OBJECTIVE: Return the listing verbatim, beginning at its first line and stopping after the line that contains "[239,425,310,484]".

==============================

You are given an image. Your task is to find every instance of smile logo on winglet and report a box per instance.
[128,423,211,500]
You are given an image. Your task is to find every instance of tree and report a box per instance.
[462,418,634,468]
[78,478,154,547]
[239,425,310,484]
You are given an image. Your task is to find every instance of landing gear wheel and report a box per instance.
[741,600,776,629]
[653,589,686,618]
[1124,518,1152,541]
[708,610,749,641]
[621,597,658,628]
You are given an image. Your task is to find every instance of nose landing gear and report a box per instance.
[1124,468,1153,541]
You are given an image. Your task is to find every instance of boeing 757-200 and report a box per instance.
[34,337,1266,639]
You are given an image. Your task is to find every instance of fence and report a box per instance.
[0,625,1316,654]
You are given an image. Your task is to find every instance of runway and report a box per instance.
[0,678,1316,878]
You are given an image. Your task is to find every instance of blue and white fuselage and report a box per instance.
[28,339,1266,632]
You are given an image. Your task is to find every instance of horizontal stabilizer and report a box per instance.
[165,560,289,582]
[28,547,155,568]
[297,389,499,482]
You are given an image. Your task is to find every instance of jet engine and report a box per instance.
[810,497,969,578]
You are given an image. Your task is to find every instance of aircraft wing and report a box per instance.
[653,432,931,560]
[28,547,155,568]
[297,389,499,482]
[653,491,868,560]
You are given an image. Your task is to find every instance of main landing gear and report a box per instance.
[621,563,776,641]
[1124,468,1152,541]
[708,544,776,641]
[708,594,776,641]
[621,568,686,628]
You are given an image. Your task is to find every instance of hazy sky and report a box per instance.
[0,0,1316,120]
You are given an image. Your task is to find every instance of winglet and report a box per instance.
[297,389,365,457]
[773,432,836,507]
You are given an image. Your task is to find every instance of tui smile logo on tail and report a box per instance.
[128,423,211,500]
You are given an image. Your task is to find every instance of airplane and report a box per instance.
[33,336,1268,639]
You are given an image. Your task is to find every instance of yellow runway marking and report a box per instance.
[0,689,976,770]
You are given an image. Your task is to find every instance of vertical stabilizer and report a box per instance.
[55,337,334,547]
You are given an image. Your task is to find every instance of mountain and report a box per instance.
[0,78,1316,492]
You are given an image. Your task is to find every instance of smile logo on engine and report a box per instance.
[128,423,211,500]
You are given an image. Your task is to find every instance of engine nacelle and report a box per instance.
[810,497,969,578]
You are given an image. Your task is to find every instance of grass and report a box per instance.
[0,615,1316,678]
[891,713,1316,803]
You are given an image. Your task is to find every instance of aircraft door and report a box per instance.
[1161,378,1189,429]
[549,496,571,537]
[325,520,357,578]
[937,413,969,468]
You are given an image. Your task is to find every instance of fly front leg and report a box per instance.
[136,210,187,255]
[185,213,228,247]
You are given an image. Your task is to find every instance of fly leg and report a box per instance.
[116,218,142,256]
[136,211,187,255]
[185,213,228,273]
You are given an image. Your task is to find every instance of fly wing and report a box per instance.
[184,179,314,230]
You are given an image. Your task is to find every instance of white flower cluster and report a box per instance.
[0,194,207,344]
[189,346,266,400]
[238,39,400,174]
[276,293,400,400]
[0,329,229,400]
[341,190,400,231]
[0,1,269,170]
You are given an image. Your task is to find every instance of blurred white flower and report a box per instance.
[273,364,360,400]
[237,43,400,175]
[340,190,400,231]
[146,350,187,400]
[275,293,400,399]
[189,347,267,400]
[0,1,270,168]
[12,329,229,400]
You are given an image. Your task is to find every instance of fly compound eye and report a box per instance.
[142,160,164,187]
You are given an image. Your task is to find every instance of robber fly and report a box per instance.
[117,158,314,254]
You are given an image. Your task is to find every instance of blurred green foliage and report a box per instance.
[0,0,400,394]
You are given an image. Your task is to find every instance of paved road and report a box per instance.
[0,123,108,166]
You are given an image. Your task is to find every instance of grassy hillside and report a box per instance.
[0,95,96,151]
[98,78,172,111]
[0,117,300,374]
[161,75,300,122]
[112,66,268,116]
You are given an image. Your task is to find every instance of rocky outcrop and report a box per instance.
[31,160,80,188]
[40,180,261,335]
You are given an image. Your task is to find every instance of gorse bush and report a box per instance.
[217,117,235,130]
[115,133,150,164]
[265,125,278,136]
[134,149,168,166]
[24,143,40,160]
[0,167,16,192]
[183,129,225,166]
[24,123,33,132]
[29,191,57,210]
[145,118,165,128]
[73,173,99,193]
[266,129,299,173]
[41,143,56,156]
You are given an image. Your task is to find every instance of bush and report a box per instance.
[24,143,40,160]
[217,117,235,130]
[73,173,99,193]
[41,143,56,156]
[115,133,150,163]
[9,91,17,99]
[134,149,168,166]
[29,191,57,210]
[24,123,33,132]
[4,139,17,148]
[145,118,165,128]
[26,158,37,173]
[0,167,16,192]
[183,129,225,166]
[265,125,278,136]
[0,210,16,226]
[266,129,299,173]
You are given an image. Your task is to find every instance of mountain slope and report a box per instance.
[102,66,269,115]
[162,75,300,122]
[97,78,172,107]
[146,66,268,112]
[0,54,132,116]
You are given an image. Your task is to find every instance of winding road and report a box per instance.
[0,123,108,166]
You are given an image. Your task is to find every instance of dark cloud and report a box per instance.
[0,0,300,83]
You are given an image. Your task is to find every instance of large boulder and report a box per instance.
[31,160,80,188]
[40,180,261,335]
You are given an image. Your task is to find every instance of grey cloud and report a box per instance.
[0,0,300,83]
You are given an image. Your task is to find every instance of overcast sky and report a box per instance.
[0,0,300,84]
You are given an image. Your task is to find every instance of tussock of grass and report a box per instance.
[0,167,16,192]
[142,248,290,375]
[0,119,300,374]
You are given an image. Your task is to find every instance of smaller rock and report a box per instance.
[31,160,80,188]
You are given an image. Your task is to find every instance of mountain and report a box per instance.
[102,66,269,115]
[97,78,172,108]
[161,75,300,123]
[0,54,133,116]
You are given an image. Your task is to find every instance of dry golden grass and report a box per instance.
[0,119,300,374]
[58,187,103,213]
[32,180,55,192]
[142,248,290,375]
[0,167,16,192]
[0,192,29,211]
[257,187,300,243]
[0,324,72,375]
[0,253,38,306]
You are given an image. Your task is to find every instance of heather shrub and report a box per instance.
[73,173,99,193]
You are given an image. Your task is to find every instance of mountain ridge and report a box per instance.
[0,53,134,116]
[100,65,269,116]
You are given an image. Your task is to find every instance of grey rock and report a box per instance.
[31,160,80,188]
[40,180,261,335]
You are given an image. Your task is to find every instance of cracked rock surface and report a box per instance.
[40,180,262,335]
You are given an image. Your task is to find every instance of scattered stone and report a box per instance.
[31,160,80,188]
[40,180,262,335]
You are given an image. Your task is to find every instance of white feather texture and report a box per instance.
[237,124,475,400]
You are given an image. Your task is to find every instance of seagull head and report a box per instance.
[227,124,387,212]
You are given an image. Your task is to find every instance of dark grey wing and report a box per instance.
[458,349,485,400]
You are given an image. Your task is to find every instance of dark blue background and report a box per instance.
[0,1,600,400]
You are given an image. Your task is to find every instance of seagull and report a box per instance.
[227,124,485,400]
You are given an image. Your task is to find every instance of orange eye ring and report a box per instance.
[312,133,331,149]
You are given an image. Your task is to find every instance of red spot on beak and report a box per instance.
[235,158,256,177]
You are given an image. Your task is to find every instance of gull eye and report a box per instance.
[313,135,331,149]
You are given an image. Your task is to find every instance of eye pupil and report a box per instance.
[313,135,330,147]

==============================

WRITTEN ANSWER:
You are given an image. Your task is to find every instance of smile logo on winglet and report a box per instance.
[128,423,211,500]
You are given an image. Your task is to find every instance of tree and report a box per instance.
[462,418,634,468]
[78,478,154,547]
[239,425,310,484]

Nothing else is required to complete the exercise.